§ Prompt 1
From the article on prison visits, reproduce word for word the part that opens with the words containing "Overwhelming evidence shows" and closes with "able to smoke.".

§ Excerpt to read
Washington State is one of only four in the nation to allow what are commonly called conjugal visits. These Extended Family Visits (EFV), typically held in trailers, are available for immediate family members if approved, while regular visitation in the visits room can be accessed by anyone who fills out the paperwork and meets the criteria.
Overwhelming evidence shows the personal and societal benefits of prisoners being able to strengthen family bonds through EFV and other visits. Yet Washington Department of Corrections (WDOC) has deliberately created a policy that jeopardizes these benefits by imposing ideology-based restrictions.
Washington State banned smoking in prisons back in 2004. Chaos followed in its prison system. But prisoners weren’t only dealing with the emergence of a contraband tobacco market, associated debt and the violence that always follows prohibition. We also had to deal with the effect on our visitors. Prisoners whose family came in regularly were now faced with the question of how long their loved ones could stay without being able to smoke.
At that time, vapes were not an option. But smokeless tobacco products were banned, for prisoners and visitors—who cannot even bring nicotine patches or gum into the visits room.
Even now that more safer nicotine products are available elsewhere, prisoners can’t access them and the barriers for visitors remain extremely high. Vapes, heated tobacco products and snus are totally banned. And if someone visiting a prisoner for an EFV wants to use even NRT, they must have a doctor’s prescription. This must be filed with the approval paperwork each time they come in. Getting a prescription to wear a patch to a visit for 48 hours is rarely realistic.
“My grandma wouldn’t come up for trailers, because she was like, I am not coming up there and not smoking for two days!”
These barriers lead some would-be visitors to stay away, with devastating consequences for prisoners and their loved ones.
Chris Blackwell, a WDOC prisoner, never had an EFV with his grandmother, for example.
“My grandma wouldn’t come up for trailers,” he told Filter, “because she was like, I am not coming up there and not smoking for like, two days!”
She just recently passed away. So although Blackwell is due to be released soon, he will never see her again.
Meanwhile, in nearly 22 years of incarceration, Brandon Thomas still hasn’t received an EFV with his mother. “My mom’s said this,” he told Filter. “She told me she wanted to come see me at the [EFV], but she couldn’t smoke.”
Asked if being allowed to vape might change her mind, Thomas replied, “Oh yeah, I’m certain.”

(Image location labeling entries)

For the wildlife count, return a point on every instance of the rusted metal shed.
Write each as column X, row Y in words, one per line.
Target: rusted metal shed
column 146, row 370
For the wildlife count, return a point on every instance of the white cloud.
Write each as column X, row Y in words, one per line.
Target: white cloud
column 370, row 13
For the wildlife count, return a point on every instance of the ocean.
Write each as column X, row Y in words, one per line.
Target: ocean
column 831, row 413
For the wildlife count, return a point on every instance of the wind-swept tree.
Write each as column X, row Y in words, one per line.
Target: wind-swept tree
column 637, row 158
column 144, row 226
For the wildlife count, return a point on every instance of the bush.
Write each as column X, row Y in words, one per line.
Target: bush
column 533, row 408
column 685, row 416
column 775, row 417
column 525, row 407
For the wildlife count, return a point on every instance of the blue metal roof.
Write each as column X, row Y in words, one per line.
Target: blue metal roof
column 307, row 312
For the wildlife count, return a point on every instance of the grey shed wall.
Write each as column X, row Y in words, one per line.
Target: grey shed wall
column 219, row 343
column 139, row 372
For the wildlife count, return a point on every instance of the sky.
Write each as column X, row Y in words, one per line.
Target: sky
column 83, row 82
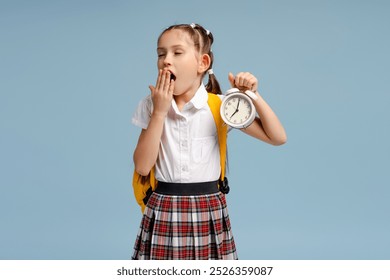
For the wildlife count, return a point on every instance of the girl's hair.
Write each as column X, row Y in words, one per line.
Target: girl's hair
column 203, row 39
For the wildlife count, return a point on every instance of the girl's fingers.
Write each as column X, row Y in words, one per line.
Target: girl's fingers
column 167, row 81
column 159, row 78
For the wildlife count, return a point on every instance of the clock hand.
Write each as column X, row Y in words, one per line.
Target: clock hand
column 234, row 113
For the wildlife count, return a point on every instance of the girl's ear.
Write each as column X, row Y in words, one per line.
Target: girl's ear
column 204, row 63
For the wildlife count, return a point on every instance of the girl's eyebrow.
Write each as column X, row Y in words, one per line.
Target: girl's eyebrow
column 174, row 46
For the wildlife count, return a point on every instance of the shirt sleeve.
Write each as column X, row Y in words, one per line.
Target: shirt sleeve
column 142, row 114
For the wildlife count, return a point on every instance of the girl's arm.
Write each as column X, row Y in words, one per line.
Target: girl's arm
column 267, row 126
column 146, row 151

§ Prompt 2
State how many lines of the records contain the string "shirt", giving only the number.

§ Solution 1
Overwhelming evidence shows the personal and societal benefits of prisoners being able to strengthen family bonds through EFV and other visits. Yet Washington Department of Corrections (WDOC) has deliberately created a policy that jeopardizes these benefits by imposing ideology-based restrictions.
Washington State banned smoking in prisons back in 2004. Chaos followed in its prison system. But prisoners weren’t only dealing with the emergence of a contraband tobacco market, associated debt and the violence that always follows prohibition. We also had to deal with the effect on our visitors. Prisoners whose family came in regularly were now faced with the question of how long their loved ones could stay without being able to smoke.

§ Solution 2
2